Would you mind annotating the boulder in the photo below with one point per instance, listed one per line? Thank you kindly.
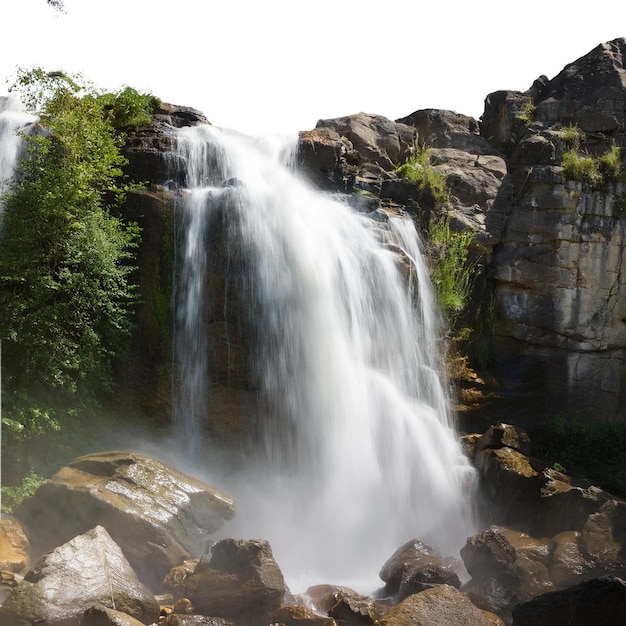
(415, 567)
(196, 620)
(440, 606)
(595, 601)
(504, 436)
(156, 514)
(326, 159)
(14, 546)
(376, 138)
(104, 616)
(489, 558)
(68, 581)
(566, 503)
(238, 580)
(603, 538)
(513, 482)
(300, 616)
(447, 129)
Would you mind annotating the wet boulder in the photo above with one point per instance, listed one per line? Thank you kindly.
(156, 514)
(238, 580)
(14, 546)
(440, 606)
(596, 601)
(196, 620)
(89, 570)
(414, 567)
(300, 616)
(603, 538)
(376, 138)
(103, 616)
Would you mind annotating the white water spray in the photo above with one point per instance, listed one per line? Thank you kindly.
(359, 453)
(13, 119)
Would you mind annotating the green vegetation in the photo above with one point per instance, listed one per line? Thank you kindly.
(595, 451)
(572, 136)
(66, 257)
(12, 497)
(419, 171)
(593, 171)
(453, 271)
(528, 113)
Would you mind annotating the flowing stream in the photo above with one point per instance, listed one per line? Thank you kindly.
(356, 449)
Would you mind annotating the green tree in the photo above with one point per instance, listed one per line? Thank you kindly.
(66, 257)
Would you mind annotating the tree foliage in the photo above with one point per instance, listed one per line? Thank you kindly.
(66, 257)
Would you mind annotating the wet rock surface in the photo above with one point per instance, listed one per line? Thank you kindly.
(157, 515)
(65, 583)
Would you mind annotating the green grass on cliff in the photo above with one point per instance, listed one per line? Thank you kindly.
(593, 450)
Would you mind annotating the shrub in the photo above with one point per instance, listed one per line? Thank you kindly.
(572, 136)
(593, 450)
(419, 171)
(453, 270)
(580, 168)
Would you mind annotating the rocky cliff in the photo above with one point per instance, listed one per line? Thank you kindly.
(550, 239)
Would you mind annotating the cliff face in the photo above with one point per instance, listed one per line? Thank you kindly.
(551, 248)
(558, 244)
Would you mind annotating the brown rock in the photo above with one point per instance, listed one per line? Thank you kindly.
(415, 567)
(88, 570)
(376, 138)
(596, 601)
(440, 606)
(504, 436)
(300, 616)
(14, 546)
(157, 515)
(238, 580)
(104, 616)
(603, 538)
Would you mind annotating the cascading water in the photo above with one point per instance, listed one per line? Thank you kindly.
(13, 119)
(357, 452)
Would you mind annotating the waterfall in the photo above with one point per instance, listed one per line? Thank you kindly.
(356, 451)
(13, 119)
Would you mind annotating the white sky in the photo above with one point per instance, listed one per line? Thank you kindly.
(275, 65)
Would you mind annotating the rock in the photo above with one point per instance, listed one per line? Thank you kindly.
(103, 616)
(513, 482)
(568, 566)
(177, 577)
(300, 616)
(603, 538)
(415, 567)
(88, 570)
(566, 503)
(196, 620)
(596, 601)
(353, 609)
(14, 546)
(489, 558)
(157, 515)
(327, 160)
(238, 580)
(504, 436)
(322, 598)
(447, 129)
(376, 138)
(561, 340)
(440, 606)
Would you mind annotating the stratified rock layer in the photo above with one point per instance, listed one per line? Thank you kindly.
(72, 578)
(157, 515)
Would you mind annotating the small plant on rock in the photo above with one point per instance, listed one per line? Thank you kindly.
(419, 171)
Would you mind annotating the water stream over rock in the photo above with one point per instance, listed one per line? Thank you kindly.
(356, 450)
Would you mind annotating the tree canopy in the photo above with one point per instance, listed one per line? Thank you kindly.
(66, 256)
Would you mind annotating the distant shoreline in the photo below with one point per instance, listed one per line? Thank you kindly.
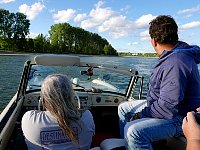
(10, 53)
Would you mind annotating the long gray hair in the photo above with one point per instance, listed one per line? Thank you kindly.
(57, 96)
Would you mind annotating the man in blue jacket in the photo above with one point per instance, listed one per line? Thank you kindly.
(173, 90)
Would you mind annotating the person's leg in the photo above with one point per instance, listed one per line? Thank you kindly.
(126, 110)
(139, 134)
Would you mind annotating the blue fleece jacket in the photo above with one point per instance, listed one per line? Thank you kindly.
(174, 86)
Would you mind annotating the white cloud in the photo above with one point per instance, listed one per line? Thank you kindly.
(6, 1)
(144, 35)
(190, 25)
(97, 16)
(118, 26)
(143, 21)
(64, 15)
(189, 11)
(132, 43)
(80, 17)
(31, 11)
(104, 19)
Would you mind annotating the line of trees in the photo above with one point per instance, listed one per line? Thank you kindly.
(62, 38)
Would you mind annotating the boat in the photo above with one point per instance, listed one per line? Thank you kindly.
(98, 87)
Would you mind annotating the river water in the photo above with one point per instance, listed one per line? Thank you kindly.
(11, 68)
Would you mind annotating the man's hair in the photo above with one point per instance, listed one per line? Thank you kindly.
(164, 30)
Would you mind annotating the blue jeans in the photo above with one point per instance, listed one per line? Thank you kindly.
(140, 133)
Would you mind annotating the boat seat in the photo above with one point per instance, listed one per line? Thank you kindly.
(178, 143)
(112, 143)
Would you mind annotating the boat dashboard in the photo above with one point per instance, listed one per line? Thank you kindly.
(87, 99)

---

### Instructions for the task:
Output all of the data exactly as it stands, minus any images.

### Finished exercise:
Would you mind annotating the boulder in the photo below with one point per instance, listed one per line? Thank you kindly.
(415, 567)
(196, 620)
(440, 606)
(595, 601)
(504, 436)
(156, 514)
(326, 159)
(14, 546)
(376, 138)
(104, 616)
(489, 558)
(68, 581)
(566, 503)
(238, 580)
(603, 538)
(513, 482)
(300, 616)
(447, 129)
Would you mind annotating the wet boulder in the photo above with one point per instance, listed one per line? Thank you kindly.
(156, 514)
(238, 580)
(14, 546)
(440, 606)
(596, 601)
(196, 620)
(89, 570)
(414, 567)
(300, 616)
(603, 538)
(376, 138)
(103, 616)
Would you mind annotating the white water spray in the photo above with one point per instance, listed one per line? Thank you kindly.
(359, 453)
(13, 119)
Would you mind annotating the green vegetation in the photo above with one point per instance, listed one per line? Thank you kindly.
(595, 451)
(572, 136)
(66, 257)
(12, 497)
(419, 171)
(593, 171)
(453, 271)
(528, 113)
Would you mind annotating the flowing stream in the photo above with one point per instance, listed one per line? Thank you kindly.
(356, 449)
Would you mind annotating the green tree in the photo above with one point per instance, listed one per line? Thank you kindly.
(66, 257)
Would you mind annotating the tree foliage in the photo above with one point per instance, listed one per line? Thank you kindly.
(66, 257)
Would you mind annotating the wet rock surface in the photo above with one point per instance, listed one per line? Thank you kindly.
(157, 515)
(65, 583)
Would you mind annotating the green grass on cliff in the photo above with one point per instance, listed one per line? Thank you kindly.
(593, 450)
Would you mind annotating the shrub in the photo above with one point per instance, listed one per line? Thank you kindly.
(572, 136)
(593, 450)
(419, 171)
(453, 270)
(580, 168)
Would you mind annotating the rocky cliff in the photo above with one point per instance, listed one per line? Thank you kindly.
(550, 239)
Would you mind annotating the cliff face in the photo above with one point per instance, listed one per line? Thank you kindly.
(551, 248)
(558, 244)
Would you mind annotating the brown rock in the photo above with one point per instance, listed one per line? Thank you kindly.
(415, 567)
(88, 570)
(376, 138)
(596, 601)
(440, 606)
(504, 436)
(300, 616)
(14, 546)
(157, 515)
(238, 580)
(104, 616)
(603, 538)
Would you mind annotating the cascading water in the photo above with one point per instance, listed one per line? Thank you kindly.
(13, 119)
(357, 452)
Would you mind annotating the waterfall in the photo above with one point per instance, listed one per line? Thank you kindly.
(356, 451)
(13, 119)
Would you mind annotating the white sky in the photo above with one point per instance, listed one per line? Thank you kindly.
(275, 65)
Would you mind annotating the rock in the photo above with one point per instance, listed one per line? Thank you kindly.
(103, 616)
(513, 482)
(568, 566)
(177, 577)
(300, 616)
(603, 538)
(415, 567)
(88, 570)
(566, 503)
(196, 620)
(596, 601)
(353, 609)
(14, 546)
(489, 558)
(157, 515)
(327, 160)
(238, 580)
(504, 436)
(322, 598)
(447, 129)
(376, 138)
(561, 340)
(440, 606)
Would you mind annotating the stratified rock layer in the photo above with one point per instance, listed one per line? Thank you kindly.
(72, 578)
(157, 515)
Would you mind annotating the small plant on rock in the photo above with one point per instance, listed one per line? Thank you kindly.
(419, 171)
Would you mind annotating the water stream over rock in the photo above with one point per instance, listed one per line? Thank you kindly.
(356, 450)
Would you mind annotating the tree canopy in the photo above with one point per instance, listed one per line? Thank you kindly.
(66, 256)
Would you mind annotating the distant shoreline in the photo below with one point per instance, listed one per line? Thank you kindly.
(10, 53)
Would you mind annotating the long gray hair in the photo above with one point per instance, listed one per line? Thank you kindly.
(57, 96)
Would you mind annotating the man in blue jacket in the photo above with one point per instance, listed one per line? Thank you kindly.
(173, 90)
Would you mind annotating the person's leg in the photo above with one point per instance, listed one per line? Thank you kindly.
(126, 110)
(139, 134)
Would you mind annotating the blue fleece jacket in the photo above with one point per instance, listed one per line? Thank you kindly.
(174, 86)
Would you mind annotating the white cloud in the photo above with one point per instance, listed one per line? Thank you kindly.
(6, 1)
(144, 35)
(190, 25)
(97, 16)
(118, 26)
(143, 21)
(64, 15)
(189, 11)
(132, 43)
(80, 17)
(31, 11)
(104, 19)
Would you mind annotating the line of trees in the photo above with one point per instance, listed one per line? Thank you kindly.
(62, 38)
Would you mind annotating the boat in the photo above with one point per instance, listed one per line? Thank you kindly.
(98, 87)
Would you mind annotating the river water in the photo above with one point per instance, listed one per line? Thank you kindly.
(11, 68)
Would you mind annotating the man's hair in the photo above with one point per instance, listed one per line? Thank you kindly.
(164, 30)
Would you mind annotating the blue jeans in the photo above with one point per instance, listed one per line? Thank you kindly.
(140, 133)
Would you mind annotating the boat seat in the photo above with one point per instance, listed one per line? Thank you kindly.
(178, 143)
(112, 143)
Would you mind annotating the boat dashboard in the photo above with one point per instance, listed one per line? Thank you kindly.
(87, 99)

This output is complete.